* Фрагмент документа
Если сценарий Малюгина окажется напечатанным доступным мне шрифтом, то я его прочту. Но, кроме самообразования, пользы от моего чтения не будет никакой.
По-видимому, Вы полагаете, что захочет вмешаться Корней Иванович. Может быть и так, и резон есть – его книга о Чехове. Поэтому я достану номер, пошлю ему его, приложив Ваше и свое письмо. Но при этом имейте в виду, что К. И. не был в кино лет 20 и не из-за плохого зрения, а по причине совершенного отсутствия интереса.
Увы! Таковы факты.
Вас я, разумеется, знаю – и не только по Комаровскому застолью. Этим летом я имела радость прочитать Ваше письмо о письме – очень сильно?.
Жму Вашу руку.
Л. Чуковская
4.02.68.
Уважаемый Виктор Викторович!
Ну вот, мне достали Чехова – то бишь Малюгина, – и я его прочла.
Конечно, Вы правы – все это пошлость, т. е. ложь. Чехов изображен каким-то недотепой, на котором всякие ничтожества, вроде его брата, ездят верхом. Диалог между Ликой и Потапенко он еще может сочинить кое-как, но между Ликой и Чеховым – конечно, нет, сколько ни надергивай цитат из писем. К тому же Чехов у него говорит не как интеллигентный человек того времени, а как полуинтеллигентный – нашего. Чехов не мог сказать «помыть руки» – вместо «вымыть» – не мог воскликнуть, как какая-нибудь горняшка: «Кошмар!», не мог сказать «у меня пьесы не получаются», потому что интеллигентные люди не употребляли этого недавнего «не получаются», а говорили: «мне не удается» или «у меня не выходят». Ну и т. п. и т. д.

* Раздел данных
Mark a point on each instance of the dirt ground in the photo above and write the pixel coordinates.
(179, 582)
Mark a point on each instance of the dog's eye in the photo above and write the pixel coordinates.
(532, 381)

* Цель 1
Перечислите все выражения, которые, согласно фрагменту переписки о Чехове, Чехов не мог бы произнести.
* Цель 2
Дословно воспроизведите часть фрагмента переписки о Чехове, начиная со слов «Если сценарий Малюгина» и заканчивая словами «я его прочла.».
Данные взяты из другого источника.

* Полный ответ 1
«помыть руки»
«Кошмар!»
«у меня пьесы не получаются»

* Полный ответ 2
Если сценарий Малюгина окажется напечатанным доступным мне шрифтом, то я его прочту. Но, кроме самообразования, пользы от моего чтения не будет никакой.
По-видимому, Вы полагаете, что захочет вмешаться Корней Иванович. Может быть и так, и резон есть – его книга о Чехове. Поэтому я достану номер, пошлю ему его, приложив Ваше и свое письмо. Но при этом имейте в виду, что К. И. не был в кино лет 20 и не из-за плохого зрения, а по причине совершенного отсутствия интереса.
Увы! Таковы факты.
Вас я, разумеется, знаю – и не только по Комаровскому застолью. Этим летом я имела радость прочитать Ваше письмо о письме – очень сильно?.
Жму Вашу руку.
Л. Чуковская
4.02.68.
Уважаемый Виктор Викторович!
Ну вот, мне достали Чехова – то бишь Малюгина, – и я его прочла.